[Point placement records]

►

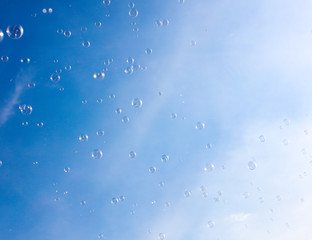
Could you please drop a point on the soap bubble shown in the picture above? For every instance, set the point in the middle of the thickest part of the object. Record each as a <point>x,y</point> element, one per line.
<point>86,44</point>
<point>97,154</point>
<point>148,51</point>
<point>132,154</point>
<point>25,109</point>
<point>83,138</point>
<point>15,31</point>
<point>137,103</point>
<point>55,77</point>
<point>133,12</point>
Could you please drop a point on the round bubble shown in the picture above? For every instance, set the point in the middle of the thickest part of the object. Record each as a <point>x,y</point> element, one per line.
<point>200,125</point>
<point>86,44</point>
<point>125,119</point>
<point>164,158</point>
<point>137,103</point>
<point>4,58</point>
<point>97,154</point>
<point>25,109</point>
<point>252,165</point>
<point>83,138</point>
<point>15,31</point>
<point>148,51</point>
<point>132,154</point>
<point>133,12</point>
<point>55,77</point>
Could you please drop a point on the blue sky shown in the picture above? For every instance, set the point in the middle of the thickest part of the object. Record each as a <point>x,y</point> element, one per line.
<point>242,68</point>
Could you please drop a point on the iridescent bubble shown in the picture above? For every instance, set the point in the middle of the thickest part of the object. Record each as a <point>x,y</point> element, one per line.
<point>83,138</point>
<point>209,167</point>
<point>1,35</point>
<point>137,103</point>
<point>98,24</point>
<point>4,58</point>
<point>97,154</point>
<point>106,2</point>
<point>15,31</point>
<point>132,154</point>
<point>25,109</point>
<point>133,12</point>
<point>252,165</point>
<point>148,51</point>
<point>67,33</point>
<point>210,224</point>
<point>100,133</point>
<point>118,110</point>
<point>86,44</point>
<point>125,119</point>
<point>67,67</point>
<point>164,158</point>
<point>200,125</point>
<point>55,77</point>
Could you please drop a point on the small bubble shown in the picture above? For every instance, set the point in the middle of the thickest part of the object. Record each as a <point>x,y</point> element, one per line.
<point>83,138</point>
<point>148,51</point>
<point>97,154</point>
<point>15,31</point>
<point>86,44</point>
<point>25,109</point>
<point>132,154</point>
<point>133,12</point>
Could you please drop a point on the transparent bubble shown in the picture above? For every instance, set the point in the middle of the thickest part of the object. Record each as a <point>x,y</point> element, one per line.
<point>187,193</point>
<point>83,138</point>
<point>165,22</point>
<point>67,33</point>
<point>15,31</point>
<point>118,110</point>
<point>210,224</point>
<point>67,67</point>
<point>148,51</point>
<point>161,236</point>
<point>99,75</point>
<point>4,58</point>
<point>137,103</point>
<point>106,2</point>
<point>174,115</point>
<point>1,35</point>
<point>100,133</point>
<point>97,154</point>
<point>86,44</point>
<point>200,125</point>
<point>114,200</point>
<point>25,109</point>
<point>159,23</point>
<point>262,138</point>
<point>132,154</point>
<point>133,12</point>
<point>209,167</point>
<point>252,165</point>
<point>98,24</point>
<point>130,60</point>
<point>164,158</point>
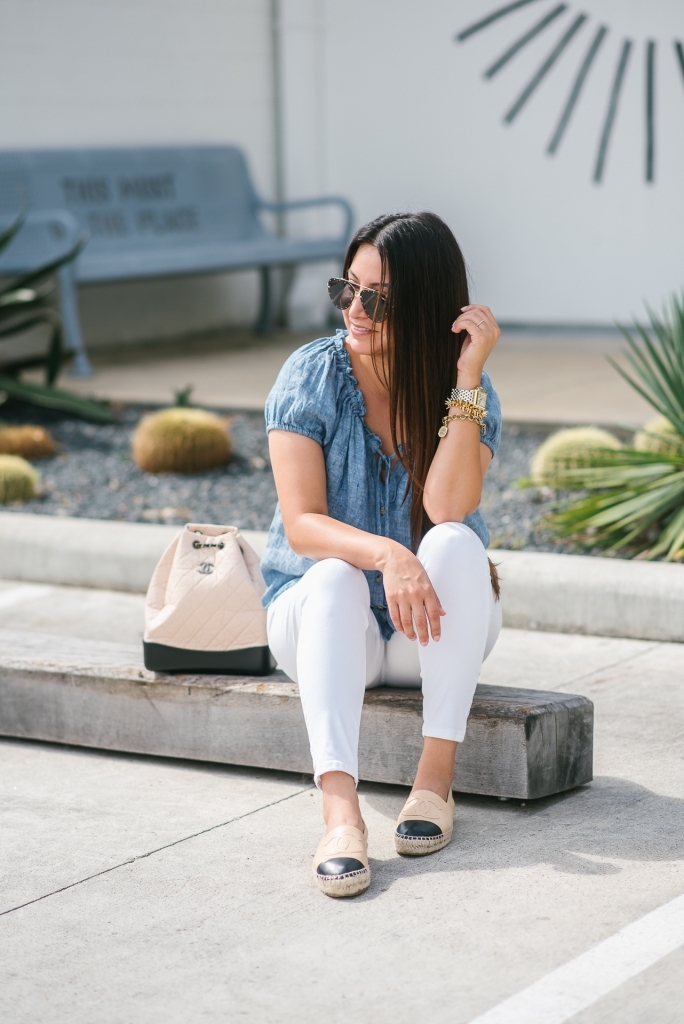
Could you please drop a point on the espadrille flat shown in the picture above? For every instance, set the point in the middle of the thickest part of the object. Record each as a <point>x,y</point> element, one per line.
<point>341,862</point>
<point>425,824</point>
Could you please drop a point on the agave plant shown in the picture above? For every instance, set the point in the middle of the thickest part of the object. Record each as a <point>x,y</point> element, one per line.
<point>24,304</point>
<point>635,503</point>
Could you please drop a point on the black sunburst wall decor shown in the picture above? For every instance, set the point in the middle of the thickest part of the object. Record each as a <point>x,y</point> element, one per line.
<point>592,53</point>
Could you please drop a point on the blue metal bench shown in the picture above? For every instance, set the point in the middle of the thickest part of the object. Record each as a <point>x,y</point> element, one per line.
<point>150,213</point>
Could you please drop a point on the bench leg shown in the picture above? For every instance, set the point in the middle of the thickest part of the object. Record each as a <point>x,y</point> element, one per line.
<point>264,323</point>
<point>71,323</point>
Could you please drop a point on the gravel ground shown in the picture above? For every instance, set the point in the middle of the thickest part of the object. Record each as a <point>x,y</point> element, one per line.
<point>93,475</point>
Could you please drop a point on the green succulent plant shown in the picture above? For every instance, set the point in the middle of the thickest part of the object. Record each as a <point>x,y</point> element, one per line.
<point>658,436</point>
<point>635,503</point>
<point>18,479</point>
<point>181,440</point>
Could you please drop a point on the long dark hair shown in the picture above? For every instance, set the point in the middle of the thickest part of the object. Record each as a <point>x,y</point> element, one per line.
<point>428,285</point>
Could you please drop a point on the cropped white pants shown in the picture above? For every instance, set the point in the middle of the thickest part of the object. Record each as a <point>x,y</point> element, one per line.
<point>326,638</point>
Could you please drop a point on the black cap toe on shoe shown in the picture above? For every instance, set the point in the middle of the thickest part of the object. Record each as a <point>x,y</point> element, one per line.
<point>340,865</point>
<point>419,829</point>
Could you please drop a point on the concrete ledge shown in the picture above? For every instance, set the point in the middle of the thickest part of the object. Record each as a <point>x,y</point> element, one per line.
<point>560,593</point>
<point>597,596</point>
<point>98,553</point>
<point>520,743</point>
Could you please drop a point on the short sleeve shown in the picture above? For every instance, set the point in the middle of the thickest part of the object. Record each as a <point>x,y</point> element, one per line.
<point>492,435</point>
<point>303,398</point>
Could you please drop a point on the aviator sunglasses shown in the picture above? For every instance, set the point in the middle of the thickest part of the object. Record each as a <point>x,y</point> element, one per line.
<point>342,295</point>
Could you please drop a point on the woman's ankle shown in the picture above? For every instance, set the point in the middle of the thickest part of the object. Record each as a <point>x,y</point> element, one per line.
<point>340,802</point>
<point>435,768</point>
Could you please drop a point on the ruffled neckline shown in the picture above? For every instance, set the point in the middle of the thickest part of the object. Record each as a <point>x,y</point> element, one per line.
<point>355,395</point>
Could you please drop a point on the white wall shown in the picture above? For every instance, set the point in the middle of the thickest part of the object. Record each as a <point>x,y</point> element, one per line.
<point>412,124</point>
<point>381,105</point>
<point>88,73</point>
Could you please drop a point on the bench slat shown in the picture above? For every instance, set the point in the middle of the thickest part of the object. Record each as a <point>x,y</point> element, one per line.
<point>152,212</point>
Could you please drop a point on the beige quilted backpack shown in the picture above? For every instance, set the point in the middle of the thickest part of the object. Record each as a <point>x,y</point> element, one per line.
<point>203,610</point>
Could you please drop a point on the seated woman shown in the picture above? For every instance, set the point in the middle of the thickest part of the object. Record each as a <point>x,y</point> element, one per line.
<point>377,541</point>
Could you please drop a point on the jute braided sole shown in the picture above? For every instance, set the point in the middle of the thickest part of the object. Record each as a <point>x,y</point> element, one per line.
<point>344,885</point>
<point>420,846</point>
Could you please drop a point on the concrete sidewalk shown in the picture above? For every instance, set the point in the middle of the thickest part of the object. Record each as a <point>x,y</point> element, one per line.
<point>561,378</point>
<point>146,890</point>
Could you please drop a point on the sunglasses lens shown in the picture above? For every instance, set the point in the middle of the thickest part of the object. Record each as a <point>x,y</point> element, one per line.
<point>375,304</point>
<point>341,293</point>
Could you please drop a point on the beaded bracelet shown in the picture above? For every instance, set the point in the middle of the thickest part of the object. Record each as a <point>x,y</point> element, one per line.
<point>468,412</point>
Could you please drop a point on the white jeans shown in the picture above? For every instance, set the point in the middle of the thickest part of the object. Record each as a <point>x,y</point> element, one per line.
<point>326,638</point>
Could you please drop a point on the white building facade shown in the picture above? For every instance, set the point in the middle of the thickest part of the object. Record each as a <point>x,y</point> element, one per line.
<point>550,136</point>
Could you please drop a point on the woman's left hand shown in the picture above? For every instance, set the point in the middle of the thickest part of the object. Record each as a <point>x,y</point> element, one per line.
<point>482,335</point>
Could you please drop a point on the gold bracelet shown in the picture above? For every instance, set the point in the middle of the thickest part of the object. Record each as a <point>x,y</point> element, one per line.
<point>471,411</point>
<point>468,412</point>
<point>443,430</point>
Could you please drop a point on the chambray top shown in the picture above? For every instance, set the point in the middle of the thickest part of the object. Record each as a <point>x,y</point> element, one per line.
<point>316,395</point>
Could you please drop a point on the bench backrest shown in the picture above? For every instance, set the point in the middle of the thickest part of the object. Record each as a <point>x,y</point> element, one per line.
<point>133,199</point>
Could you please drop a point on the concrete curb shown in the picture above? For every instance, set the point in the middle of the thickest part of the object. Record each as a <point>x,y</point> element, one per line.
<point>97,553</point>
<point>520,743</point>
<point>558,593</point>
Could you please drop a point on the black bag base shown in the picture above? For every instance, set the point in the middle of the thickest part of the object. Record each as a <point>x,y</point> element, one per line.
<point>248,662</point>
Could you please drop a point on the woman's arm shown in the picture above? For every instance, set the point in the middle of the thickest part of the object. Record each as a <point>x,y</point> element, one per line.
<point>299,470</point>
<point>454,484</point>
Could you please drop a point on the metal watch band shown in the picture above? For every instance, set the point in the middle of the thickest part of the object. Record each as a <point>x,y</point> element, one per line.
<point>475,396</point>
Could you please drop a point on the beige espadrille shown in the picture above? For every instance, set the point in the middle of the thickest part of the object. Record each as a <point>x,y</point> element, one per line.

◄

> **Directive**:
Copy out the lines of the entries above without any change, starting at the line that contains "Could you please drop a point on the gravel" and ending at the line that contains "<point>93,475</point>", both included.

> **Task result**:
Could you please drop a point on the gravel ground shown in the picture above? For every instance, set the point in the middle of the thickest part of the object. Record each as a <point>x,y</point> element, one per line.
<point>93,475</point>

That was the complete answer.